_Action item_
Quote from the film notes on El compadre Mendoza word for word, starting at "In 1933 Fernando" and ending at "the Mexican Revolution.".

_Text section_
[Start of section]

EL COMPADRE MENDOZA

Fernando de Fuentes

Sog.: Juan Bustillo Oro, Mauricio Magdaleno. Scen.: Juan Bustillo Oro, Fernando de Fuentes. F.: Ross Fisher. M.: Fernando de Fuentes. Scgf.: Beleho. Mus.: Manuel Castro Padilla. Ass. regia: Juan Bustillo Oro. Int.: Alfredo del Diestro (Rosalío Mendoza), Carmen Guerrero (Dolores), Antonio R. Frausto (generale Felipe Nieto), Luis G. Barreiro (Atenógenes), Emma Roldán (María), José del Río (Felipe), Joaquín Busquets (colonnello Bernáldez), Abraham Galán (colonnello Martínez). Prod.: Rafael Ángel Frías, José Castellot Jr., Antonio Prida Santacilia per Interamericana Films. DCP. D.: 81′. Bn.

info_outline
T. it.: Italian title. T. int.: International title. T. alt.: Alternative title. Sog.: Story. Scen.: Screenplay. F.: Cinematography. M.: Editing. Scgf.: Set Design. Mus.: Music. Int.: Cast. Prod.: Production Company. L.: Length. D.: Running Time. f/s: Frames per second. Bn.: Black e White. Col.: Color. Da: Print source

Film Notes

In 1933 Fernando de Fuentes began a trilogy of work about the Mexican Revolution that included El prisionero 13 (1933), El compadre Mendoza (1933) and Vámonos con Pancho Villa (1935). If 1933 was a year in which Mexican cinematic production exploded (twenty-one films were produced that year, as opposed to just one in 1931), it was also the year that de Fuentes, one of the most important filmmakers in Mexican cinema history, made his mark with this devastatingly critical take on the Mexican Revolution.

Influenced by Sergej Ejzenštejn – who began work on his fated production Que viva México! in 1931 – and by the aesthetics of German expressionism, El compadre Mendoza tells of the dispute between two Revolutionary factions, by way of the story of a landowner whose allegiance changes depending on who is in control in his village at any one time. The preceding film, El prisionero 13, was heavily censored by the government – who had the ending changed in an attempt to dilute the film’s brutal portrayal of the Revolution – while Vámonos con Pancho Villa was the most expensive film in Mexican history up until that time, with a staggering 1 million peso budget (around four times the average).

[End of section]

_Stored data_
[Start of section]

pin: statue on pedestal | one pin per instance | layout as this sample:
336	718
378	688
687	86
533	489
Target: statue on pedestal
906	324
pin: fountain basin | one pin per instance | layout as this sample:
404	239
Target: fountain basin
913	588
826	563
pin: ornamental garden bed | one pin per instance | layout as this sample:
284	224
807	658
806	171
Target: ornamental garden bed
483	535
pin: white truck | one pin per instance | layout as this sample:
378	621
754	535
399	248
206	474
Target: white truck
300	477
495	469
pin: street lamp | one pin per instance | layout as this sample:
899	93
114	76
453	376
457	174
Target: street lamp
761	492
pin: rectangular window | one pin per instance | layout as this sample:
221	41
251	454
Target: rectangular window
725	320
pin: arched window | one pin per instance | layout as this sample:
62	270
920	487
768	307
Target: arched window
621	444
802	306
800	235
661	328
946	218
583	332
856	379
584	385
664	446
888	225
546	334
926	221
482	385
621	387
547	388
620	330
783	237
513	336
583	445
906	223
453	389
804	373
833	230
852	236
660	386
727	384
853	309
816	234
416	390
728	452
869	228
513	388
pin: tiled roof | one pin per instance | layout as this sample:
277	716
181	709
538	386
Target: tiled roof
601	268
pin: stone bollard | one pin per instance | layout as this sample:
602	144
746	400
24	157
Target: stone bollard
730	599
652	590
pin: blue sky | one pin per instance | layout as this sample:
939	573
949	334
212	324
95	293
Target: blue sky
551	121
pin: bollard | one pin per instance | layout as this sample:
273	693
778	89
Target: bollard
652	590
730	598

[End of section]

_Answer box_
In 1933 Fernando de Fuentes began a trilogy of work about the Mexican Revolution that included El prisionero 13 (1933), El compadre Mendoza (1933) and Vámonos con Pancho Villa (1935). If 1933 was a year in which Mexican cinematic production exploded (twenty-one films were produced that year, as opposed to just one in 1931), it was also the year that de Fuentes, one of the most important filmmakers in Mexican cinema history, made his mark with this devastatingly critical take on the Mexican Revolution.